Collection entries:
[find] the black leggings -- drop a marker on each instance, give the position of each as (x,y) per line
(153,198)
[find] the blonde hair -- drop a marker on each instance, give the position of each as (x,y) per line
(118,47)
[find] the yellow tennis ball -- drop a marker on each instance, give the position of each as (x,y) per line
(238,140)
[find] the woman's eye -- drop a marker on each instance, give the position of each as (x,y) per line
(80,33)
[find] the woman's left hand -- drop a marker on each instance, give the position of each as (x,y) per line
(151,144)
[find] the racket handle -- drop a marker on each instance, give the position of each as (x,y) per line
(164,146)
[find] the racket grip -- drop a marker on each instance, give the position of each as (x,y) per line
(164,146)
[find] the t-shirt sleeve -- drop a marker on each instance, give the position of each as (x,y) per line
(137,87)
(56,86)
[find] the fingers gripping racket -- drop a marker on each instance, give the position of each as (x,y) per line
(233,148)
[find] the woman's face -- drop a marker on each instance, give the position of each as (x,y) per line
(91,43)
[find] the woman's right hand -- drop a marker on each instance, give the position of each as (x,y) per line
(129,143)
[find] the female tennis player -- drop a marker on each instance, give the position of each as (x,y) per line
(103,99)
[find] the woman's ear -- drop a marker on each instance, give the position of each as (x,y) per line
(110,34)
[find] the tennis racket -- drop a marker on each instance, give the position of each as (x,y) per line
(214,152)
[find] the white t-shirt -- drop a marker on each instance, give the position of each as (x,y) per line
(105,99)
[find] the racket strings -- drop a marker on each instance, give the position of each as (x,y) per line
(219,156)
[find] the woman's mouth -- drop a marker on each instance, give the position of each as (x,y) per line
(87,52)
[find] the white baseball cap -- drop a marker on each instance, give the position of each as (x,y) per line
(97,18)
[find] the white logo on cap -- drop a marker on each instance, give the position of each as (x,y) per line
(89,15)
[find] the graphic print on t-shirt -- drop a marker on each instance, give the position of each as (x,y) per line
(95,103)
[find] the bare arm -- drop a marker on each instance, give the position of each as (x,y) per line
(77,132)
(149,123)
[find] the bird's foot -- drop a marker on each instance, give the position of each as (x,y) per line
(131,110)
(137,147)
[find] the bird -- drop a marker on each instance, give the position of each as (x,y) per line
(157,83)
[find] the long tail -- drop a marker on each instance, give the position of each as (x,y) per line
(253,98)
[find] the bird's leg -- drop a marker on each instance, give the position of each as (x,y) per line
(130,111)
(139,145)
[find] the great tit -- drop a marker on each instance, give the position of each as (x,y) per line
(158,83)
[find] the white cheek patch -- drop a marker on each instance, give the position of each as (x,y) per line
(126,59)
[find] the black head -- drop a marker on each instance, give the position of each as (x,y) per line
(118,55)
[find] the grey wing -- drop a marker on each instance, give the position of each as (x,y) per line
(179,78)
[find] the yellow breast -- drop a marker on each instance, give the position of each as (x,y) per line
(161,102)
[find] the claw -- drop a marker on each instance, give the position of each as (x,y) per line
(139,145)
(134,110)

---

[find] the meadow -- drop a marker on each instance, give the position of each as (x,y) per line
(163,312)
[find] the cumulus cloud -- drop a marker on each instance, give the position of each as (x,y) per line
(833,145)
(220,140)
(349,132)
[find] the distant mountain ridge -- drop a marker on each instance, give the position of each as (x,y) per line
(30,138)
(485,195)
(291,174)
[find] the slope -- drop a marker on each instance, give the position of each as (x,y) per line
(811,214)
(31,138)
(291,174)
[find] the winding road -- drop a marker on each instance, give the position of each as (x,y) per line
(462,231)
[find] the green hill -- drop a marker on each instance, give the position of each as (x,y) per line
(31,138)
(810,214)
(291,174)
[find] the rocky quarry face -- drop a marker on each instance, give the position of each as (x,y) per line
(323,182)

> [SET PROBLEM]
Could you show every line in the entries above that contains the word "yellow"?

> [WRITTEN SOLUTION]
[find] the yellow tennis ball -- drop a marker on each instance, give the position of each as (x,y) per line
[find] the yellow breast -- drop a marker on each instance, give the position of each as (x,y) per line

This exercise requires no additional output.